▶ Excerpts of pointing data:
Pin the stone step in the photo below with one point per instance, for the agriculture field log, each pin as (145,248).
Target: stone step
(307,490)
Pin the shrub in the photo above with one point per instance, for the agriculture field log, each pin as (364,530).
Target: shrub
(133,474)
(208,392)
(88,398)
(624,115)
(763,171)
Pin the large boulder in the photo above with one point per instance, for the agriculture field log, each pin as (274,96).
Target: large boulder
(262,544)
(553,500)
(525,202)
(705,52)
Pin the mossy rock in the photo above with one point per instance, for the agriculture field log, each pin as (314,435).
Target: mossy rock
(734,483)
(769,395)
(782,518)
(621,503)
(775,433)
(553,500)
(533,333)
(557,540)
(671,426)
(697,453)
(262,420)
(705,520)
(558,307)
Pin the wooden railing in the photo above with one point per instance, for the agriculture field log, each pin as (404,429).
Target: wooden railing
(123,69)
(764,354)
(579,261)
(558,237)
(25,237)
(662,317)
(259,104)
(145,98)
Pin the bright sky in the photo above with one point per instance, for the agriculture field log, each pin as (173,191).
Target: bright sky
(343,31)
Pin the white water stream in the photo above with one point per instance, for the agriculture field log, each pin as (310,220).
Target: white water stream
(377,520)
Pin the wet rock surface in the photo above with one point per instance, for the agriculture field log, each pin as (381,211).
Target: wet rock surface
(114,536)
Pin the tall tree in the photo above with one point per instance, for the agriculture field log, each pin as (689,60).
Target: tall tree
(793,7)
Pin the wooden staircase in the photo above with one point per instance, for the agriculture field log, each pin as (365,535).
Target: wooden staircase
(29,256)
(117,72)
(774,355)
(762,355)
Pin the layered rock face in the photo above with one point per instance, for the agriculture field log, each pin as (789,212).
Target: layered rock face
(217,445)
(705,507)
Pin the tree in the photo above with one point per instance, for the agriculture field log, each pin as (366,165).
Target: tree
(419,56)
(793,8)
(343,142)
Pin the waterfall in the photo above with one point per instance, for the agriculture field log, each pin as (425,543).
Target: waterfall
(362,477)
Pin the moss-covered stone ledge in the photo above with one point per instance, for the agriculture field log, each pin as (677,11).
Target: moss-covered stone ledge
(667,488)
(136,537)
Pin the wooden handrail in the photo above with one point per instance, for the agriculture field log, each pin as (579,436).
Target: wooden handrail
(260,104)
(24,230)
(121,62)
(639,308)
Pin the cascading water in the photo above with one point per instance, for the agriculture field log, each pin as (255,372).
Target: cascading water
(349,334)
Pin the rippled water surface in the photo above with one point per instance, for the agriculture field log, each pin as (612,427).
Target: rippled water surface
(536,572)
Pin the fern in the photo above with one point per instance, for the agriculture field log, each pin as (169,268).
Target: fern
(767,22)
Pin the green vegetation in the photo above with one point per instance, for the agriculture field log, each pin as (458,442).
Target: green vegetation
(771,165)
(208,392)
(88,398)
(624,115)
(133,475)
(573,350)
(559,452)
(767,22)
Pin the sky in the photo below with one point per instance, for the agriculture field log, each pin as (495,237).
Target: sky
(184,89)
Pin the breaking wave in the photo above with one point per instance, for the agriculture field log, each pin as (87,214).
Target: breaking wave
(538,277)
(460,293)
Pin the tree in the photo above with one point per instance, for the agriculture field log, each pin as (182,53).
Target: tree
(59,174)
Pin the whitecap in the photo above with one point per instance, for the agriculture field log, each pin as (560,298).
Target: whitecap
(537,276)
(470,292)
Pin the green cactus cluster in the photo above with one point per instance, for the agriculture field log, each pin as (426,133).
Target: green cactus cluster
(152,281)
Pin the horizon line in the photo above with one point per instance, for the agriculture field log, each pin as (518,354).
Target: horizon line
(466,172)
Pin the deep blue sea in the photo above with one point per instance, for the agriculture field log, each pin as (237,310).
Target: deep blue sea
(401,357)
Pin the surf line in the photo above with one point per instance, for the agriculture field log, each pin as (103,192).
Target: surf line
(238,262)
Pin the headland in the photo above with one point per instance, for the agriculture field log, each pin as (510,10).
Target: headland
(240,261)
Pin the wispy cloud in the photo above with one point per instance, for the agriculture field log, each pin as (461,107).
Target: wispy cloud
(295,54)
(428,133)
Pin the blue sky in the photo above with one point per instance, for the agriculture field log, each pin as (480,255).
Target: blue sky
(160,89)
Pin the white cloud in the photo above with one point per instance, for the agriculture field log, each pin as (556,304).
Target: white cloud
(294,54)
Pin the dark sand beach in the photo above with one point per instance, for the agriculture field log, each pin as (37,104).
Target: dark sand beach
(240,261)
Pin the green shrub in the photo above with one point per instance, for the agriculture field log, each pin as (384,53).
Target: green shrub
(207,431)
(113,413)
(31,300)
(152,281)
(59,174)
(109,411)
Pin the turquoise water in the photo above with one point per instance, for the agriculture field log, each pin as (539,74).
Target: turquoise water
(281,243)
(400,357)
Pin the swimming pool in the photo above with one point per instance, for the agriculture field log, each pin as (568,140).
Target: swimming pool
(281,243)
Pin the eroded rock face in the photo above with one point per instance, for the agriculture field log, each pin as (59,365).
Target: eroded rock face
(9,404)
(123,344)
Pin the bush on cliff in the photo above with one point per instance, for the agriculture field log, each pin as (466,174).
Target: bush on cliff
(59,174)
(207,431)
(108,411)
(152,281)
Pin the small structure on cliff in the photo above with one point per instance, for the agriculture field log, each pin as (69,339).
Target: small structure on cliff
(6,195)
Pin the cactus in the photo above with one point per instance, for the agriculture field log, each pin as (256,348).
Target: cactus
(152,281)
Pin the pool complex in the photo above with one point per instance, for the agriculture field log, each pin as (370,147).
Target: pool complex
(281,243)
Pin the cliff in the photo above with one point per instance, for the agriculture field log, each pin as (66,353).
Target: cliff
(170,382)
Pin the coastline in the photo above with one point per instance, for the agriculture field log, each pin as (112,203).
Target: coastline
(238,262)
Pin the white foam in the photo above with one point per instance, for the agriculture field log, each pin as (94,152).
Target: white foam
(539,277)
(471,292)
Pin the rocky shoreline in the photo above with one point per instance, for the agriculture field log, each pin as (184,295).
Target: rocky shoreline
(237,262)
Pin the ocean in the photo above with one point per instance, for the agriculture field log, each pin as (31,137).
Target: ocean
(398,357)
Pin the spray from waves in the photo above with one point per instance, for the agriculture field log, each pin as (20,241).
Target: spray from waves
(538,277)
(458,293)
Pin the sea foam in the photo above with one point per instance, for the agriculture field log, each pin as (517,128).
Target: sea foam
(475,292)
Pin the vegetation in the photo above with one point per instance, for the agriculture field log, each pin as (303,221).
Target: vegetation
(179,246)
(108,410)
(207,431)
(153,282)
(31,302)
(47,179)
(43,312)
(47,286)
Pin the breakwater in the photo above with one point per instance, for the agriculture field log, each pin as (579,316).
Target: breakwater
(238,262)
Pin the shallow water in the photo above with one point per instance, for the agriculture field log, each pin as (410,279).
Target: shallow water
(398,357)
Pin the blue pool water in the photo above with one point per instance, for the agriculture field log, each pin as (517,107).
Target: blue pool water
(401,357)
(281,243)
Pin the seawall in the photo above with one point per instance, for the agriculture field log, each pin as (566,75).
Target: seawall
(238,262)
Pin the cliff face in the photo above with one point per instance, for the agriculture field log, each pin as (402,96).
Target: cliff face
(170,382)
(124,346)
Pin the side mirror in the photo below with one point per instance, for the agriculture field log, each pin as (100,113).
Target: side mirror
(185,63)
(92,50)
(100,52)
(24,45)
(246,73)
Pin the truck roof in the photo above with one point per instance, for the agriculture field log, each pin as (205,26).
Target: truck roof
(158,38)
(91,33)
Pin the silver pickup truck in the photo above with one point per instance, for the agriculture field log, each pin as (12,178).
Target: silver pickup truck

▶ WRITTEN INSTRUCTION: Copy the stretch from the row containing "Pin the breakwater" through the last of the rows, swapping "Target" for "Label" and leaving everything else unchanged.

▶ COMPLETE RESPONSE:
Pin the breakwater in the photo above with one point per instance, for the agriculture field log, each pin as (579,316).
Label: breakwater
(238,262)
Pin the shallow water in the photo above with one point per instance, for the agriculture field log, each pin as (410,279).
Label: shallow water
(398,357)
Pin the blue pool water in the photo above with one point per instance, for the agriculture field log, each pin as (517,107).
Label: blue pool water
(401,357)
(281,243)
Pin the seawall in the photo above with one point per instance, for the agriculture field log, each pin as (566,75).
Label: seawall
(238,262)
Pin the cliff face in the photo above with one point per instance, for the agriculture field log, each pin as (402,96).
Label: cliff face
(170,382)
(124,346)
Pin the side mirror in the photo below with one point per instance, for the agriculture field log, each pin as (100,113).
Label: side mirror
(185,63)
(92,50)
(100,52)
(24,45)
(246,73)
Pin the truck roof in the photo above with one point per instance, for the agriculture field log, each pin as (205,26).
Label: truck roof
(158,38)
(91,33)
Pin the silver pickup truck in the photo above with one point per instance, for the agriculture field log, each pin as (12,178).
Label: silver pickup truck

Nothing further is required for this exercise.